**Brano:**
Anche la ricerca nel passato remoto dei virus ha una importante valenza scientifica, per lo sviluppo di vaccini e per comprendere come le malattie si sviluppano e mutano nel tempo. “Se comprendiamo cosa è successo in passato, possiamo prepararci per il futuro, in cui si prevede che molte delle nuove malattie infettive emergenti avranno origine negli animali. È probabile che le mutazioni che hanno avuto successo in passato si ripresentino” afferma Martin Sikora, primo autore dello studio appena pubblicato pubblicato sulla rivista Nature.

**Compiti da svolgere:**
- 1) Per favore, elenca tutti i verbi al presente indicativo presenti nella citazione di Martin Sikora nel brano, esclusi gli ausiliari dei tempi composti.
- 2) Rispondi alle seguenti domande sul brano.
(a) Su quale rivista è stato pubblicato lo studio?
(b) Secondo la citazione, dove avranno origine molte delle nuove malattie infettive emergenti?
(c) Quale ruolo ha Martin Sikora nello studio?
- 3) Riporta la parte del brano che inizia con le parole contenenti "Anche la ricerca" e termina con "sulla rivista Nature.".

**Sezione dati:**
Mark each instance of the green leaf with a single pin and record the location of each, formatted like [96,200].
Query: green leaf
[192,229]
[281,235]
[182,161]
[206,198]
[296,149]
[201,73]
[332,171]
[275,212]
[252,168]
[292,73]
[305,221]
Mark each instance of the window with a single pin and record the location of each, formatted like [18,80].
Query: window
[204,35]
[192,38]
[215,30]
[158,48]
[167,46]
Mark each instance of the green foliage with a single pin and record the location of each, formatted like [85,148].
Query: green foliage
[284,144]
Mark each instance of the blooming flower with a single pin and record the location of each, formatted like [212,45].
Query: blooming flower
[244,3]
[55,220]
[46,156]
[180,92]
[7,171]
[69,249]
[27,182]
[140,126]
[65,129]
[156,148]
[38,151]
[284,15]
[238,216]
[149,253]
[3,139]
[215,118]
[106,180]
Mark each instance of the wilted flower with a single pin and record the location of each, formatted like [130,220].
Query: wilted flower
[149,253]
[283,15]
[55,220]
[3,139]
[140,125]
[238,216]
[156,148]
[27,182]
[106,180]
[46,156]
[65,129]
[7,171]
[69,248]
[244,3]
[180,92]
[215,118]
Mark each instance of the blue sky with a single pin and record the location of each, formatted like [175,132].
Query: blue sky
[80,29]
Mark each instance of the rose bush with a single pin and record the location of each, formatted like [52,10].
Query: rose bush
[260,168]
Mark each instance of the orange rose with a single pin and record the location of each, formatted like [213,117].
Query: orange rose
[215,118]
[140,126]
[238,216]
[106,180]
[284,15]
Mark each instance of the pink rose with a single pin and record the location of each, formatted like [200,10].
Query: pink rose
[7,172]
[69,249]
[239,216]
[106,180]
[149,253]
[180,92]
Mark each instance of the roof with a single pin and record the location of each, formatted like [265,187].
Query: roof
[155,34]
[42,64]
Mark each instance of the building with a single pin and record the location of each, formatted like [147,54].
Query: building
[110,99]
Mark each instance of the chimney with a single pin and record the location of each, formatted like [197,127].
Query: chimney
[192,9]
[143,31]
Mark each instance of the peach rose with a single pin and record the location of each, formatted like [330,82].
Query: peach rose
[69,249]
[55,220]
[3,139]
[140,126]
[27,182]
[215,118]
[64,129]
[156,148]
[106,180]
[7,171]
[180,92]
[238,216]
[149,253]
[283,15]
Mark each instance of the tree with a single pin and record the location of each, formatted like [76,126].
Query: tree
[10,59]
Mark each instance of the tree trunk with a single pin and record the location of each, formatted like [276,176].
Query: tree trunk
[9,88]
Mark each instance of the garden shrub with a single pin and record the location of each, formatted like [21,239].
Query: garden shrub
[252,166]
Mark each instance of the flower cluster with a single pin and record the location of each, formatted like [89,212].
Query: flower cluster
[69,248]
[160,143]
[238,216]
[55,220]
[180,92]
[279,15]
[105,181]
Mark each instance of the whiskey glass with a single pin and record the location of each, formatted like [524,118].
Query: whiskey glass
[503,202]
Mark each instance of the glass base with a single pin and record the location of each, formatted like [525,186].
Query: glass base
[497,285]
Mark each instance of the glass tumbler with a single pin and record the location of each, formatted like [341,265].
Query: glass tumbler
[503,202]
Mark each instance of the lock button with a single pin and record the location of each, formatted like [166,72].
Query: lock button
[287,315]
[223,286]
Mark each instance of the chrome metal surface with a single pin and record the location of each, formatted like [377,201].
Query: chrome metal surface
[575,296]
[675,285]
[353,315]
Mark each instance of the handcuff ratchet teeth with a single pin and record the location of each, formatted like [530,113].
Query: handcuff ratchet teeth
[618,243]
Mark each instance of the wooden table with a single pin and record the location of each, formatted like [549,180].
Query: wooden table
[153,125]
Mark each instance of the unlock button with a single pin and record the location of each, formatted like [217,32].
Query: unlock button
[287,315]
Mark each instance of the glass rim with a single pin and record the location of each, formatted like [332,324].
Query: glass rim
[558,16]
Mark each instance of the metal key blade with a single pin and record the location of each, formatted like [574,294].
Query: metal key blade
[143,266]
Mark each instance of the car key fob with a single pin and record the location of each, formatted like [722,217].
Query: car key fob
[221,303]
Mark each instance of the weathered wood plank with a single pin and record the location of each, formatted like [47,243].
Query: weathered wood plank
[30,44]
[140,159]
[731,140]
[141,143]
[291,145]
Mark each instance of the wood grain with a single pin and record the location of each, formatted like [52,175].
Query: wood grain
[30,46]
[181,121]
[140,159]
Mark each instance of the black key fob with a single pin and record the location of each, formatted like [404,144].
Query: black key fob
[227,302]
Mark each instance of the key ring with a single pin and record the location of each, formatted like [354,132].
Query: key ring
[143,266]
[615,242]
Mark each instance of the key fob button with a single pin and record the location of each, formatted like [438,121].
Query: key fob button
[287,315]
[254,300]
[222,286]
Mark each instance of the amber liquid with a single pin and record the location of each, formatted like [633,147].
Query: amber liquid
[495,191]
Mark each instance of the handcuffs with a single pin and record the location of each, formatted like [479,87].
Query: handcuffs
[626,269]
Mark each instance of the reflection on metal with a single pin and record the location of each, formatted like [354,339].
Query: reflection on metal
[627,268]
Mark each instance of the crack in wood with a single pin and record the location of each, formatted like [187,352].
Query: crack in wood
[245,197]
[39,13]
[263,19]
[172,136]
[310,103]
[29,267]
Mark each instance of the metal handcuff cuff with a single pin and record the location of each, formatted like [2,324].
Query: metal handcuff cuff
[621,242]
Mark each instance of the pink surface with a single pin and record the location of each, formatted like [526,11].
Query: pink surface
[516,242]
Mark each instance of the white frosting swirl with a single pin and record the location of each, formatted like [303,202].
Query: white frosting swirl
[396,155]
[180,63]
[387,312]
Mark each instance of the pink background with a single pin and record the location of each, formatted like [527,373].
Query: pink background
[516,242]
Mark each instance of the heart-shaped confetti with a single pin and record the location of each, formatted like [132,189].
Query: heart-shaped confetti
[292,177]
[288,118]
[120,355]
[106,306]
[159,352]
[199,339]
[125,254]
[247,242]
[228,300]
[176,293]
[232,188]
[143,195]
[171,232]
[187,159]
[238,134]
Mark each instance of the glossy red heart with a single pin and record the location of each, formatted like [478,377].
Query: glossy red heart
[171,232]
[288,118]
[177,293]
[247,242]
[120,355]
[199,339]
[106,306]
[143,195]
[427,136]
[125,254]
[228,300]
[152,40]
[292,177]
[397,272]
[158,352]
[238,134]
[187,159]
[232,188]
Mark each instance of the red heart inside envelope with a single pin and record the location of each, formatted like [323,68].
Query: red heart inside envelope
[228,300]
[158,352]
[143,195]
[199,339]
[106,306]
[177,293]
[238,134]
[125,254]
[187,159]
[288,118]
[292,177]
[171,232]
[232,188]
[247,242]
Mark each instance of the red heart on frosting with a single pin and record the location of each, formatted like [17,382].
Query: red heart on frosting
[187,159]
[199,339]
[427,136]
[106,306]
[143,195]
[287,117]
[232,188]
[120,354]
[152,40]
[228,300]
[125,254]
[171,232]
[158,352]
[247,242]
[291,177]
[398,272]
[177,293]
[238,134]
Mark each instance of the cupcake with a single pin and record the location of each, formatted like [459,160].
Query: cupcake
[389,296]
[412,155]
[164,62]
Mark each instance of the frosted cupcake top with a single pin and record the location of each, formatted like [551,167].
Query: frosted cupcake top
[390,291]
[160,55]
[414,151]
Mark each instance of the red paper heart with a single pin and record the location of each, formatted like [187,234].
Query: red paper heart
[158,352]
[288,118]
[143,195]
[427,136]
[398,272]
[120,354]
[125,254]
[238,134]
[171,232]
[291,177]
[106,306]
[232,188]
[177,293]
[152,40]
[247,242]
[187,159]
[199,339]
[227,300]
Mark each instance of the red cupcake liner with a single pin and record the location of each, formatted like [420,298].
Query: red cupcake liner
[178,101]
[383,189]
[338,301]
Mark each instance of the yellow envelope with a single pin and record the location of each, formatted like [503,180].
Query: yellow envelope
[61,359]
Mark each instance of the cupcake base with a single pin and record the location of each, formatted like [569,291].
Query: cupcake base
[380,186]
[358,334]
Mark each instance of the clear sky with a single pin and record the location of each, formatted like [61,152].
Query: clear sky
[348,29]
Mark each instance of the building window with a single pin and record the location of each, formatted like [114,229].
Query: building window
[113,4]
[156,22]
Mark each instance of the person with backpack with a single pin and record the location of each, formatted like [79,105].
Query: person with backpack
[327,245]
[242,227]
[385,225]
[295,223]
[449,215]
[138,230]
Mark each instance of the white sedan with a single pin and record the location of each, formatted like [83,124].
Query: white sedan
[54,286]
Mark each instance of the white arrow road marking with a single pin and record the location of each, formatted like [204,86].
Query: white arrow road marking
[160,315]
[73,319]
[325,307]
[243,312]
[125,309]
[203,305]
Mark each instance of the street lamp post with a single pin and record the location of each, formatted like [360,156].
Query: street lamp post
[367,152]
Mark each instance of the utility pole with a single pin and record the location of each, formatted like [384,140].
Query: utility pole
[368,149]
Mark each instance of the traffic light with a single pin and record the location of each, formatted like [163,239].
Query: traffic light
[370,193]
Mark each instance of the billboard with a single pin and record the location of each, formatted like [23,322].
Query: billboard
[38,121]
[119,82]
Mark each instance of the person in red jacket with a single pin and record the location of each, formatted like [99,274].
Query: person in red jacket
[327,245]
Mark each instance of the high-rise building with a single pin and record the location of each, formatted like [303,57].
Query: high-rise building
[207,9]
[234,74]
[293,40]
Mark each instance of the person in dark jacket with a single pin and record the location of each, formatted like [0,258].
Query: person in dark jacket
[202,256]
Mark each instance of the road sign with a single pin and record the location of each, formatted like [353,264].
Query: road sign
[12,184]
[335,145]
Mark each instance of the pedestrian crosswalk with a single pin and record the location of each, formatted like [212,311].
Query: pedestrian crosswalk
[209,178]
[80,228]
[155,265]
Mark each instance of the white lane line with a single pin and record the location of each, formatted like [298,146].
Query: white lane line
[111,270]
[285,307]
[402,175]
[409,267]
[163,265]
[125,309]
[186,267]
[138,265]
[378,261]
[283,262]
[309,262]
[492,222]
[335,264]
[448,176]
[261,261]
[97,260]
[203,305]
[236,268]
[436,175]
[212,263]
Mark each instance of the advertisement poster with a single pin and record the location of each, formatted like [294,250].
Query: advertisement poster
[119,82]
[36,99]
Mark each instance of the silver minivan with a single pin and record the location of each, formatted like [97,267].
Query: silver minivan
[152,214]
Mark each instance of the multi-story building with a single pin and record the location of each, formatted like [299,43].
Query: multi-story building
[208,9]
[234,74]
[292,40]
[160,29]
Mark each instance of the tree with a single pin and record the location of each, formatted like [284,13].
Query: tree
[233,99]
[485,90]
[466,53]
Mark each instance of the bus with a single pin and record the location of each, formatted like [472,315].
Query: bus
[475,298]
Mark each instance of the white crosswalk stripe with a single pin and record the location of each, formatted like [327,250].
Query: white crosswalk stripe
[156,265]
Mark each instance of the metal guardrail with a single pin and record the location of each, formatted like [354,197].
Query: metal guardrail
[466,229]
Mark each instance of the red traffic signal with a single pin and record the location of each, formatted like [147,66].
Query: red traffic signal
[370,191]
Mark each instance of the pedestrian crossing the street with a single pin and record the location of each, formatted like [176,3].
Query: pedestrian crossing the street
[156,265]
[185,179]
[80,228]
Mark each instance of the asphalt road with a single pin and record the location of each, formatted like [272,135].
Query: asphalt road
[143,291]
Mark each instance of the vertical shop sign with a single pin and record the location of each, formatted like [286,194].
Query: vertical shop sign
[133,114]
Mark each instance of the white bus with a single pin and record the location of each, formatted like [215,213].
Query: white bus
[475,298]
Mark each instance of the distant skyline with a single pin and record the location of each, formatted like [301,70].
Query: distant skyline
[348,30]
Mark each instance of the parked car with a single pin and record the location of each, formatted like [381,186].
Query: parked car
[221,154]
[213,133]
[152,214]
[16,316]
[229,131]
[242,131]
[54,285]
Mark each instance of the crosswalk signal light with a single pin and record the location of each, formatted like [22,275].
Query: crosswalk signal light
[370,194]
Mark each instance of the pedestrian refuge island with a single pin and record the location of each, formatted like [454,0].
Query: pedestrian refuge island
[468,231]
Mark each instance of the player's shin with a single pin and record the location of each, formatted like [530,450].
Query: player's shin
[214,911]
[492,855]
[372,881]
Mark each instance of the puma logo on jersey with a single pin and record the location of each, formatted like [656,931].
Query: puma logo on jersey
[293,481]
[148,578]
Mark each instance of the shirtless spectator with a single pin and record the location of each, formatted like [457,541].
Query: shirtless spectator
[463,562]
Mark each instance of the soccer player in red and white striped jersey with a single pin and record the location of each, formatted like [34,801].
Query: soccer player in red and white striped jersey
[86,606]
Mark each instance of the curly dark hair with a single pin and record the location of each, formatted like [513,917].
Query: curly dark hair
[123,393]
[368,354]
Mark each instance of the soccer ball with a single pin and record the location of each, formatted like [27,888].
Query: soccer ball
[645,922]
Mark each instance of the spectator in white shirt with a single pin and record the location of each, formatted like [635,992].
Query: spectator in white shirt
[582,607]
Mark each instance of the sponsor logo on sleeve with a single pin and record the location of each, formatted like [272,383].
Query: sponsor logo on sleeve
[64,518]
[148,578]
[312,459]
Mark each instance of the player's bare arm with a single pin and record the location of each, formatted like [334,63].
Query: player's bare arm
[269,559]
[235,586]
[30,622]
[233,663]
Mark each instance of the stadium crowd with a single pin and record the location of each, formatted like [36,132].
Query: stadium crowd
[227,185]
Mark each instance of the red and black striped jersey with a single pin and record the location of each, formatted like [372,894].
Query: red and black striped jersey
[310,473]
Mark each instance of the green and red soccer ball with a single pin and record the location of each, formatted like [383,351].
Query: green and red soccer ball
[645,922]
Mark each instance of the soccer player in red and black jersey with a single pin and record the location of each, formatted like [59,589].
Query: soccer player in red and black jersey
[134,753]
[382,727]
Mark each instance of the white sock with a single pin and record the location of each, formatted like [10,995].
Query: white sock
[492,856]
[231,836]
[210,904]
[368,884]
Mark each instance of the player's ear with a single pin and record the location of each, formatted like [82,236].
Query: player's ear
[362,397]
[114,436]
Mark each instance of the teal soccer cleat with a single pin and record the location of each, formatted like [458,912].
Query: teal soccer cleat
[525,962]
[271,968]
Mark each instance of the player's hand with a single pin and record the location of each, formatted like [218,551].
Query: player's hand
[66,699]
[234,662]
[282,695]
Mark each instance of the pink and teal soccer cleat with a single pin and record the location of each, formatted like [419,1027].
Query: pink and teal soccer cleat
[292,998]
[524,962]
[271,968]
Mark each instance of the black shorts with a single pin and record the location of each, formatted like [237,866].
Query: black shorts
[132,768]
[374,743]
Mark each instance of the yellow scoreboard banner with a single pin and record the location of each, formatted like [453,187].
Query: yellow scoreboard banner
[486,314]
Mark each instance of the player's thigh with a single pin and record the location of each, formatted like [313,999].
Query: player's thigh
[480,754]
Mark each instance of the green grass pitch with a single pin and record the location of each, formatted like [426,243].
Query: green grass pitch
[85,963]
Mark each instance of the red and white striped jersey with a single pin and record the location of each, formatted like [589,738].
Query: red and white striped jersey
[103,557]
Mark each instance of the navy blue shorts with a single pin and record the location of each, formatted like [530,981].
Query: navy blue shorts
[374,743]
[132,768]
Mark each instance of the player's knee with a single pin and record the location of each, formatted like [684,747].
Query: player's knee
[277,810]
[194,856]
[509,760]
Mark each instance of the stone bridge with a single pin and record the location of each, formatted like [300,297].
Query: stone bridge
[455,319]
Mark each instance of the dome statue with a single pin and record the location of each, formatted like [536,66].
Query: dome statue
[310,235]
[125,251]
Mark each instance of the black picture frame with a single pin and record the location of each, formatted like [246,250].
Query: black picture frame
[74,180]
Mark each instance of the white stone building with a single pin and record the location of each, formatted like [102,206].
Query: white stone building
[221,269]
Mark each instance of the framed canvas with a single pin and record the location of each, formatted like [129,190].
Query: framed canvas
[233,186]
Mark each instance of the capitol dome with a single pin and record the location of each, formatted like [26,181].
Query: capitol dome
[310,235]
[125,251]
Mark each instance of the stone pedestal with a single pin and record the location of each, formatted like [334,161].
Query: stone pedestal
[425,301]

**Soluzioni dei compiti:**
- 1)
comprendiamo
possiamo
prevede
è

- 2)
(a) Nature.
(b) Negli animali.
(c) È il primo autore.

- 3)
Anche la ricerca nel passato remoto dei virus ha una importante valenza scientifica, per lo sviluppo di vaccini e per comprendere come le malattie si sviluppano e mutano nel tempo. “Se comprendiamo cosa è successo in passato, possiamo prepararci per il futuro, in cui si prevede che molte delle nuove malattie infettive emergenti avranno origine negli animali. È probabile che le mutazioni che hanno avuto successo in passato si ripresentino” afferma Martin Sikora, primo autore dello studio appena pubblicato pubblicato sulla rivista Nature.